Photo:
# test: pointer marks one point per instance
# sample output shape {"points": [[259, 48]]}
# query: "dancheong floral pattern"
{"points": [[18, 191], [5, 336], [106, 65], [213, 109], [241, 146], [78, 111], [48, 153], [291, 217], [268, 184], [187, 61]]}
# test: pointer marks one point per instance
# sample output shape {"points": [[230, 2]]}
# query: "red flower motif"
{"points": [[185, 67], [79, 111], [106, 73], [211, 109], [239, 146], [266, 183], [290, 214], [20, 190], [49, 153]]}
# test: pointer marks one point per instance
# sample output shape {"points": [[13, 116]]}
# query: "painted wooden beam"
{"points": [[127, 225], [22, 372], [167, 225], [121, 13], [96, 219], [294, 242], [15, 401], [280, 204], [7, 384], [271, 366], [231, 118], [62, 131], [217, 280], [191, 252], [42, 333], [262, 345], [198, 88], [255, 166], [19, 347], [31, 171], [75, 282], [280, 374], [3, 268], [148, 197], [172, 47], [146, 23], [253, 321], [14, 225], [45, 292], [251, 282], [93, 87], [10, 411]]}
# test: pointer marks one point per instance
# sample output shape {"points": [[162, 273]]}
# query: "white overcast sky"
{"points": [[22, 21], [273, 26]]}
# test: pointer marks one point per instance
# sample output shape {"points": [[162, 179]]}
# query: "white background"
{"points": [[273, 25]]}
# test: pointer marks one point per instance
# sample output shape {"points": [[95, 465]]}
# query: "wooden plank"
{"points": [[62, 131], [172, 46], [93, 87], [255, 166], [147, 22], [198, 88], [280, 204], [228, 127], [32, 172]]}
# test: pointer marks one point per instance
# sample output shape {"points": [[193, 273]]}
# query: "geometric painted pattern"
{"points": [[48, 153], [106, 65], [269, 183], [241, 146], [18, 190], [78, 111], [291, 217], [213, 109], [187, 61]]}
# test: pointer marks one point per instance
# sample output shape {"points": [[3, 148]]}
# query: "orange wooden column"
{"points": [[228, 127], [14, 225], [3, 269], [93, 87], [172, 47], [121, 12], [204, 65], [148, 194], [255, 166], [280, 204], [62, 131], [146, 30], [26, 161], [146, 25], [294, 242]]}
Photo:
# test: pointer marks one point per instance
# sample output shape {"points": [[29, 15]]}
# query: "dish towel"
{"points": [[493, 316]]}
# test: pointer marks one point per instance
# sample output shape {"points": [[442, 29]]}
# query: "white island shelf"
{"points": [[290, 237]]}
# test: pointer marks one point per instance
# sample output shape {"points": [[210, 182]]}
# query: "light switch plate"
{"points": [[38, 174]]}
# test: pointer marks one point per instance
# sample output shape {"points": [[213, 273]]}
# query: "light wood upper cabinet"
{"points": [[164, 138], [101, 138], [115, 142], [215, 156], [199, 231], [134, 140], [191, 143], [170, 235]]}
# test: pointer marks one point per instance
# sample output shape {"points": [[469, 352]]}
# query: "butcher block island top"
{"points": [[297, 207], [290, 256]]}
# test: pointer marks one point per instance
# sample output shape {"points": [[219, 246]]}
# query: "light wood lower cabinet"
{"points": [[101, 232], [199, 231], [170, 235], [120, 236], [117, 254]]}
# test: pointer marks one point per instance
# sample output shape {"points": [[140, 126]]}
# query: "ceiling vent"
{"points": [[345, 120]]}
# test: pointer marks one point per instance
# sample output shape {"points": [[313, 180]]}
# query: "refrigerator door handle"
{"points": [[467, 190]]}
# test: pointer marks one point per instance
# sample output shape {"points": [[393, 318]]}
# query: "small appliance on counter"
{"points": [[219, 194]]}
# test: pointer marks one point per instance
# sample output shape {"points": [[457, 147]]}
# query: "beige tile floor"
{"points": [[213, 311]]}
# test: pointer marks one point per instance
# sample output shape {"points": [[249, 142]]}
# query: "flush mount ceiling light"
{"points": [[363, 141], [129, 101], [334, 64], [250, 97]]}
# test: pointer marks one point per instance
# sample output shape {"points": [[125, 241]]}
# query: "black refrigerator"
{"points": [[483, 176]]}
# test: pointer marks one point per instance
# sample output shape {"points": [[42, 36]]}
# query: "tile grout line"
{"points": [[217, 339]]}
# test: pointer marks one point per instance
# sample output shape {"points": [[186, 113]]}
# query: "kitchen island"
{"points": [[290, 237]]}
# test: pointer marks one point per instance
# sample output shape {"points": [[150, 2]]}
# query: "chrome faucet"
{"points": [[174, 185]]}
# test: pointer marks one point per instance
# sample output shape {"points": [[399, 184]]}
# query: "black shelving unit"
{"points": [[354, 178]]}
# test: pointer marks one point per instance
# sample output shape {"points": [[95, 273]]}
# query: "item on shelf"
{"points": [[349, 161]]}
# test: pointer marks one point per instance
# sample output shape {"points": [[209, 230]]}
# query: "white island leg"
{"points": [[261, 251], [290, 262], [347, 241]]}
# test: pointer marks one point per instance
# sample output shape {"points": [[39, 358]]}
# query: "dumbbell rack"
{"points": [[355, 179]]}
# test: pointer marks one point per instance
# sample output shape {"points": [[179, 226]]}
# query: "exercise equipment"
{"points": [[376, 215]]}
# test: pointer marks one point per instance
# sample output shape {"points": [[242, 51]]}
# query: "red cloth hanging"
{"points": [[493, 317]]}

================

▶ _PROMPT_: The answer must be an exact copy of every record above.

▶ _EXERCISE ANSWER_:
Photo:
# test: pointer marks one point per instance
# sample output shape {"points": [[259, 48]]}
# query: "dancheong floral pattern"
{"points": [[18, 191], [5, 336], [106, 65], [213, 109], [241, 146], [78, 111], [48, 153], [291, 217], [268, 184], [187, 61]]}
# test: pointer marks one point per instance
# sample output shape {"points": [[230, 2]]}
# query: "red flower motif"
{"points": [[185, 67], [79, 111], [106, 73], [211, 109], [239, 146], [266, 183], [290, 214], [20, 190], [49, 153]]}
# test: pointer marks one point per instance
# sample output shape {"points": [[13, 116]]}
# query: "painted wooden beam"
{"points": [[127, 225], [22, 372], [167, 225], [121, 13], [96, 219], [294, 242], [15, 401], [280, 204], [7, 384], [271, 366], [231, 118], [62, 131], [217, 280], [191, 252], [42, 333], [262, 345], [198, 88], [255, 166], [19, 347], [31, 171], [75, 282], [280, 374], [3, 268], [148, 197], [172, 47], [146, 23], [253, 321], [14, 225], [45, 292], [251, 282], [93, 87], [10, 411]]}
# test: pointer marks one point per instance
# sample output shape {"points": [[162, 273]]}
# query: "white overcast sky"
{"points": [[22, 21], [273, 26]]}
# test: pointer marks one point per instance
# sample output shape {"points": [[162, 179]]}
# query: "white background"
{"points": [[273, 25]]}
# test: pointer marks one point per instance
# sample output shape {"points": [[95, 465]]}
# query: "wooden plank"
{"points": [[62, 131], [172, 46], [93, 87], [255, 166], [147, 22], [198, 88], [280, 204], [228, 127], [32, 172]]}
# test: pointer marks one point per instance
# sample output shape {"points": [[193, 273]]}
# query: "geometric painted pattern"
{"points": [[48, 153], [106, 65], [269, 183], [241, 146], [18, 190], [78, 111], [291, 217], [213, 109], [187, 61]]}
# test: pointer marks one point per instance
# sample output shape {"points": [[3, 148]]}
# query: "orange wooden column"
{"points": [[228, 127], [14, 225], [3, 269], [93, 87], [172, 47], [121, 12], [204, 65], [148, 194], [255, 166], [280, 204], [62, 131], [146, 30], [26, 161], [146, 25], [294, 242]]}
Photo:
# test: pointer marks one point per instance
# sample output shape {"points": [[29, 15]]}
# query: "dish towel"
{"points": [[493, 316]]}
# test: pointer marks one point per instance
# sample output shape {"points": [[442, 29]]}
# query: "white island shelf"
{"points": [[290, 237]]}
# test: pointer marks one point per instance
# sample output shape {"points": [[210, 182]]}
# query: "light switch plate"
{"points": [[38, 174]]}
# test: pointer marks one point per instance
# sample output shape {"points": [[213, 273]]}
# query: "light wood upper cabinet"
{"points": [[164, 138], [101, 138], [115, 142], [215, 156], [199, 231], [134, 140], [191, 143], [170, 235]]}
# test: pointer marks one point per instance
# sample output shape {"points": [[469, 352]]}
# query: "butcher block island top"
{"points": [[297, 207], [290, 256]]}
# test: pointer marks one point per instance
# sample output shape {"points": [[219, 246]]}
# query: "light wood lower cabinet"
{"points": [[101, 232], [199, 231], [170, 235], [120, 236], [117, 254]]}
# test: pointer marks one point per instance
# sample output shape {"points": [[140, 126]]}
# query: "ceiling vent"
{"points": [[345, 120]]}
# test: pointer marks one point per instance
# sample output shape {"points": [[313, 180]]}
# query: "refrigerator door handle"
{"points": [[467, 190]]}
# test: pointer marks one point per instance
# sample output shape {"points": [[393, 318]]}
# query: "small appliance on counter"
{"points": [[219, 194]]}
# test: pointer marks one point per instance
# sample output shape {"points": [[457, 147]]}
# query: "beige tile floor"
{"points": [[213, 311]]}
# test: pointer marks one point per instance
# sample output shape {"points": [[249, 142]]}
# query: "flush mount ceiling light"
{"points": [[363, 141], [129, 101], [334, 64], [250, 97]]}
# test: pointer marks one point per instance
# sample output shape {"points": [[125, 241]]}
# query: "black refrigerator"
{"points": [[483, 176]]}
# test: pointer marks one point per instance
# sample output shape {"points": [[42, 36]]}
# query: "tile grout line"
{"points": [[217, 339]]}
# test: pointer marks one point per instance
# sample output shape {"points": [[186, 113]]}
# query: "kitchen island"
{"points": [[290, 237]]}
# test: pointer marks one point per instance
# sample output shape {"points": [[150, 2]]}
# query: "chrome faucet"
{"points": [[174, 185]]}
# test: pointer marks one point per instance
# sample output shape {"points": [[399, 184]]}
# query: "black shelving unit"
{"points": [[354, 178]]}
# test: pointer marks one point per instance
# sample output shape {"points": [[95, 273]]}
# query: "item on shelf"
{"points": [[349, 161]]}
# test: pointer marks one point per instance
# sample output shape {"points": [[209, 230]]}
# query: "white island leg"
{"points": [[261, 251], [290, 262], [347, 241]]}
# test: pointer marks one point per instance
# sample output shape {"points": [[39, 358]]}
# query: "dumbbell rack"
{"points": [[355, 179]]}
# test: pointer marks one point per instance
# sample output shape {"points": [[179, 226]]}
# query: "exercise equipment"
{"points": [[376, 215]]}
# test: pointer marks one point per instance
# sample output shape {"points": [[242, 51]]}
# query: "red cloth hanging"
{"points": [[493, 317]]}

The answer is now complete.